• _Work to be completed_
For every entry below, retype it exactly as it reads.

(Region pointing data)
────────────────────────────────────────

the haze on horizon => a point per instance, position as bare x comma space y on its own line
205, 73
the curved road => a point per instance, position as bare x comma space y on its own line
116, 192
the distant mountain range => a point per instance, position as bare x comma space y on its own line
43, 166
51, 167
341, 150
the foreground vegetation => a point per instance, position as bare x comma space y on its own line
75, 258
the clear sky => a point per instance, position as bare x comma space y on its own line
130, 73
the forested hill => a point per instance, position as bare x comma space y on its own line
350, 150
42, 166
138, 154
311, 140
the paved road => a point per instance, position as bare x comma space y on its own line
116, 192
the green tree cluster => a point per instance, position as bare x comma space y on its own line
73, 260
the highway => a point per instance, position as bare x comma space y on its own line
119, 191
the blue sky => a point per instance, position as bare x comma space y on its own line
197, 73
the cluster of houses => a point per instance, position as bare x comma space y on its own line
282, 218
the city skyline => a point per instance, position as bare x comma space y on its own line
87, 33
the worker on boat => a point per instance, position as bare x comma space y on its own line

────────────────────────────────────────

• _Exercise result_
the haze on horizon => a point per instance, position as bare x comma space y on its own line
205, 73
the curved road => a point per instance, position as bare x comma space y on its own line
116, 192
the distant mountain range => a point per instance, position as bare x comma space y on its own line
43, 166
51, 167
341, 150
the foreground vegetation => a point per instance, position as bare x comma space y on its own line
75, 258
the clear sky => a point per instance, position as bare x comma space y on its own line
130, 73
the forested hill => a point per instance, position as bare x comma space y on its own line
350, 150
42, 166
138, 154
311, 140
the paved road => a point per instance, position as bare x comma space y on its own line
116, 192
the green tree cluster => a point per instance, position as bare x comma space y on its own line
73, 260
the highway => a point per instance, position as bare x comma space y on its own line
119, 191
the blue sky => a point per instance, position as bare x comma space y on its own line
197, 73
the cluster of houses => a point per instance, position as bare x comma space y on its own line
282, 218
the city skyline => a point per instance, position as bare x comma space y on its own line
87, 33
the worker on boat => a point per instance, position as bare x comma space y on its own line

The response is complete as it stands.